*WHAT NEEDS TO BE DONE*
In the animal-use policy below, which law embodies the federal regulations?

[Opening EXTRACT PROVIDED section]

Policy for Use of Animals in Teaching and Research




IACUC Committee Members







Primary Enclosures
Animal Health & Husbandry



Protocol Questions
Required Assurances



HSU Guidelines



Federal regulations require that faculty, staff, and students at Humboldt State University who use live vertebrate animals in their teaching or research must conform to applicable regulations and policies that govern animal care and use on the campus. These procedures address the acquisition of animals, their transportation, use and care, efforts to minimize pain and distress, consideration of alternatives to the use of animals, and training of personnel.

The federal regulations are embodied in the Animal Welfare Act of 1966 and its various amendments. These documents are cited in Section 6 of this summary. The regulation of the Act covers dogs, cats, non-human primates, guinea pigs, hamsters, rabbits, and wild animal species. To date, the regulations do not include laboratory rats, mice, birds, reptiles, amphibians or fish. However, U. S. District Judge Charles R. Richmond ruled recently that Congress had intended that the Animal Welfare Act would protect rats, mice and birds. He said that their exemption was "arbitrary and capricious." The United States Department of Agriculture may appeal this decision. In the interim, we will comply fully with Judge Richmond's ruling.

[Closing EXTRACT PROVIDED section]
[Opening DATA TO EXAMINE section]

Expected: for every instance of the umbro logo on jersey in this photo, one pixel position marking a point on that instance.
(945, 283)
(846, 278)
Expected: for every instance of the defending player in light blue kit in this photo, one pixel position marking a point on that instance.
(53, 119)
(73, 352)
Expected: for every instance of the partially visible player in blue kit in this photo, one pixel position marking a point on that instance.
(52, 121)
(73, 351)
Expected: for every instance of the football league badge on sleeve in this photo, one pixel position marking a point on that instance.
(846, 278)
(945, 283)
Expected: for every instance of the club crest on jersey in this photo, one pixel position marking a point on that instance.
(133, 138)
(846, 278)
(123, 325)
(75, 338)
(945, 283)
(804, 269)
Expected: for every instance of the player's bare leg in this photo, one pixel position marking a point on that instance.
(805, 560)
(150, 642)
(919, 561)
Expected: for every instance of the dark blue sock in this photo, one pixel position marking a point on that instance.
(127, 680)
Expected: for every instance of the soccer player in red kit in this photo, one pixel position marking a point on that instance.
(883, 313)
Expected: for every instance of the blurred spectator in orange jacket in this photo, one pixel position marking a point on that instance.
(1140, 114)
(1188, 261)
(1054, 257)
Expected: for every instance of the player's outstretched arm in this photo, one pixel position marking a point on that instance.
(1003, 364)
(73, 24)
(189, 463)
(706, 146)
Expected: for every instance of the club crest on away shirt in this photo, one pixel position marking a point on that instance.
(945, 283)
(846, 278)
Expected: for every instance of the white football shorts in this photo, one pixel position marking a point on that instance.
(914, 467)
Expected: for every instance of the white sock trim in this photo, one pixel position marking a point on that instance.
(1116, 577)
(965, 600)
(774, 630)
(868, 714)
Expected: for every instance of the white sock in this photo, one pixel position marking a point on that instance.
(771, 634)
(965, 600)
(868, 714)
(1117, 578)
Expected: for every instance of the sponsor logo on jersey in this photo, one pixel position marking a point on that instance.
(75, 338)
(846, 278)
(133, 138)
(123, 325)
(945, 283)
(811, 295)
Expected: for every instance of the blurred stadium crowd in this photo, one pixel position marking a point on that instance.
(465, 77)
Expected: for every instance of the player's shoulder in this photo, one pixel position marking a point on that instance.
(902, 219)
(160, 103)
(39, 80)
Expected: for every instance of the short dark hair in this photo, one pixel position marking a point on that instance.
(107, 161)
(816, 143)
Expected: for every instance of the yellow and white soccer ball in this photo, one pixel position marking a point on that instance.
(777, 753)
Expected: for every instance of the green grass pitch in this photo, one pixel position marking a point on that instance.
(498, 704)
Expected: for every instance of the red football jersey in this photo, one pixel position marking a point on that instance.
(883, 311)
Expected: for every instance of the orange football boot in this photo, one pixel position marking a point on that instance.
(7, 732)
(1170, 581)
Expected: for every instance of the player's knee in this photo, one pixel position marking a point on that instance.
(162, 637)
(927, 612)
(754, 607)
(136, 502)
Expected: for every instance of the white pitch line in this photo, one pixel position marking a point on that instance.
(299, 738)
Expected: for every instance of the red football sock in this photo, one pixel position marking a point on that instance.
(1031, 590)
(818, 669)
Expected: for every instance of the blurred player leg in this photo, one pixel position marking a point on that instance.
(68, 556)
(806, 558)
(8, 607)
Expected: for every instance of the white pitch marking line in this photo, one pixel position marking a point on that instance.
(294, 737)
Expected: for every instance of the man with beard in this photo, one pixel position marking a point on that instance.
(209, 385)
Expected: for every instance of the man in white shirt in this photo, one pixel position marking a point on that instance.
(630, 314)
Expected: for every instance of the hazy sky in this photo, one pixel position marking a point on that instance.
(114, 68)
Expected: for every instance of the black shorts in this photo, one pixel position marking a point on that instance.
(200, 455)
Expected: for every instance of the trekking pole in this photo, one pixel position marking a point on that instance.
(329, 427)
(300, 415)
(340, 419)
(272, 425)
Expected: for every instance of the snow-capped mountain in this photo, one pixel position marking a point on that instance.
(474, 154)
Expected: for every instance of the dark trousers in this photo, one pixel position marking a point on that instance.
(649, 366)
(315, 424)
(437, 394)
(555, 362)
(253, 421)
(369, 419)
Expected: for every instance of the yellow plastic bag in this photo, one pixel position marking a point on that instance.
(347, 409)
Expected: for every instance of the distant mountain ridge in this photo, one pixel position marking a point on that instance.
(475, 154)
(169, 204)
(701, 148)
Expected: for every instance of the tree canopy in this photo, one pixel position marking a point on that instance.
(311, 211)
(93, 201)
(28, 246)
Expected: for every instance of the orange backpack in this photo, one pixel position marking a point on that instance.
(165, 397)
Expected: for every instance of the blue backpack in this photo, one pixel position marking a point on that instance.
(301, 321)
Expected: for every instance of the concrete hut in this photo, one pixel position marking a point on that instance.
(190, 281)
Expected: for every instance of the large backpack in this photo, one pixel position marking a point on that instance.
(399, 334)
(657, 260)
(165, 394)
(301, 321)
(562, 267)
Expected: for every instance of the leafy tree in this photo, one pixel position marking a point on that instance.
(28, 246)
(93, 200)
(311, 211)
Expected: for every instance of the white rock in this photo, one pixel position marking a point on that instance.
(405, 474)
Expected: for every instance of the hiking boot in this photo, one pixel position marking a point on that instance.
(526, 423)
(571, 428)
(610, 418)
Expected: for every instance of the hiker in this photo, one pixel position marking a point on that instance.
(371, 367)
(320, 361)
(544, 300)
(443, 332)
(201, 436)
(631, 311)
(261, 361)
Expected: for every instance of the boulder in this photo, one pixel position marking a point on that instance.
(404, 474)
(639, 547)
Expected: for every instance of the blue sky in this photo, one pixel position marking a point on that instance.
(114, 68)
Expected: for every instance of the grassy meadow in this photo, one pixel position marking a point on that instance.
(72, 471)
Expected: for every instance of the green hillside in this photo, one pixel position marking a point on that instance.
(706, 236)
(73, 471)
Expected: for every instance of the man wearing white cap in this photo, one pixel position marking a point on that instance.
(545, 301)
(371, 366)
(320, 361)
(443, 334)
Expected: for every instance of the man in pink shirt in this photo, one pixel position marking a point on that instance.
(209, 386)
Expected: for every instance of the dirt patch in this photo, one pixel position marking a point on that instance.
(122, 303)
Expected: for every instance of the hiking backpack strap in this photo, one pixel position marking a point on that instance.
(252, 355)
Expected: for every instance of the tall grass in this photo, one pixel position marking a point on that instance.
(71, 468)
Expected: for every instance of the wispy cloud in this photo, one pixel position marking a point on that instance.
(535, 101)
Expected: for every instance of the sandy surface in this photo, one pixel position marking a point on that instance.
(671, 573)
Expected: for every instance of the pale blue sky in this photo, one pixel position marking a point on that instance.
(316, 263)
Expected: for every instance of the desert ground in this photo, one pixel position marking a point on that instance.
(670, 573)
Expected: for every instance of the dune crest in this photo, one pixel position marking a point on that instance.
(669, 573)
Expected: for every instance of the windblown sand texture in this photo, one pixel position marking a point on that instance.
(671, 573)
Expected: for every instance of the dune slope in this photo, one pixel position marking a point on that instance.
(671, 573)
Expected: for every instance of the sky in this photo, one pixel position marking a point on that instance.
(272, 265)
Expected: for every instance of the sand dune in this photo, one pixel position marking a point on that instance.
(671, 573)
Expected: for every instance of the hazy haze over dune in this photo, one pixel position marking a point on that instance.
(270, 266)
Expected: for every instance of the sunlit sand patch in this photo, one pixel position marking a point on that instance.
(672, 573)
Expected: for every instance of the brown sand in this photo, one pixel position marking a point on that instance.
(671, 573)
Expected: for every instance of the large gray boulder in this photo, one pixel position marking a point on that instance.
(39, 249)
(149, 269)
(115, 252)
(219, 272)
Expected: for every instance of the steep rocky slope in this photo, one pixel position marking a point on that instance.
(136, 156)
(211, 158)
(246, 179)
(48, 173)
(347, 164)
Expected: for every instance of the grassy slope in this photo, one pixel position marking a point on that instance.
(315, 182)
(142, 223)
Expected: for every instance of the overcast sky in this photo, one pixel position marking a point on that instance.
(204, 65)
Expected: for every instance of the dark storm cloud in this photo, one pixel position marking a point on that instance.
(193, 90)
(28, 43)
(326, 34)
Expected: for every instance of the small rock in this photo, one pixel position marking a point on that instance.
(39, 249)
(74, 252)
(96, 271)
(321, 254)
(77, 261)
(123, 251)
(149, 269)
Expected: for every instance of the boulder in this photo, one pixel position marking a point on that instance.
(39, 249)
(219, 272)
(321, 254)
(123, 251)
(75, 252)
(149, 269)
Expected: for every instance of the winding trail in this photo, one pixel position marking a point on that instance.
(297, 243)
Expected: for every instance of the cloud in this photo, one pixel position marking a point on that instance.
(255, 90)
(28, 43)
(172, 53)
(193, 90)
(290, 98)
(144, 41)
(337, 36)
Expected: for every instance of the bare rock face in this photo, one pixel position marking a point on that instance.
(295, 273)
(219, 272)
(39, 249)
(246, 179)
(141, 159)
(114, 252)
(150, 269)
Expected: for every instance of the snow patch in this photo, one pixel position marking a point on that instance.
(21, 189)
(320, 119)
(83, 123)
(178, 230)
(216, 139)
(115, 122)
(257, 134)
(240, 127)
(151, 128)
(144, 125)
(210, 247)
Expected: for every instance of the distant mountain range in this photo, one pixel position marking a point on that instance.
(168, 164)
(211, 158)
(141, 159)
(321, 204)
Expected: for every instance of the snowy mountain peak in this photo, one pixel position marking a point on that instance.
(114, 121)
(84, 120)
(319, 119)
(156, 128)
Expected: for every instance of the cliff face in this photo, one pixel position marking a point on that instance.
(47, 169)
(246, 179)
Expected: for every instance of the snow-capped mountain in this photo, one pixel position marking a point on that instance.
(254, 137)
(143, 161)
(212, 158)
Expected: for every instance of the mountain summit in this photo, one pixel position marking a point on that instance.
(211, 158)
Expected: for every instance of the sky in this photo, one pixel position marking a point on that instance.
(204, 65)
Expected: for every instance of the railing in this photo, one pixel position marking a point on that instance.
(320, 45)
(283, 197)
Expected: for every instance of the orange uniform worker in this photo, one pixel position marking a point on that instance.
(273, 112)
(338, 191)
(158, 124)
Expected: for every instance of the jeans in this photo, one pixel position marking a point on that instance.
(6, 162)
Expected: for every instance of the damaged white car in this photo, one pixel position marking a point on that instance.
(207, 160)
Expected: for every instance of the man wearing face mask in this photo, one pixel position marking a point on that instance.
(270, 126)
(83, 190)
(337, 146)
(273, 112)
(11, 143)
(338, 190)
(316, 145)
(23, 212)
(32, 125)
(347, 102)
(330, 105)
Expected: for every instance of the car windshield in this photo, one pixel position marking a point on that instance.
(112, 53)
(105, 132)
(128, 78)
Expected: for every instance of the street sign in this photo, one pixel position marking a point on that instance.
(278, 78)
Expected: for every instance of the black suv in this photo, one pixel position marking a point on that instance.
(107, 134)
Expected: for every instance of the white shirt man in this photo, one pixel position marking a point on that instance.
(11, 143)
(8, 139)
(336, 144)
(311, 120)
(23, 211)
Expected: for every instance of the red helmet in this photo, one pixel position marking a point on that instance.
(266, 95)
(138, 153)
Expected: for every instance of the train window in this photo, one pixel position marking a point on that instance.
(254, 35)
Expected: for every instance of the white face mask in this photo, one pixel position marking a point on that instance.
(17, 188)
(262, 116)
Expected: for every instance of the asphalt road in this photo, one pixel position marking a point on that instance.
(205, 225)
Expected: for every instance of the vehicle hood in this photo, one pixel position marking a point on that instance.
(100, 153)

[Closing DATA TO EXAMINE section]

*REPLY TO THE TASK*
The Animal Welfare Act of 1966 and its various amendments.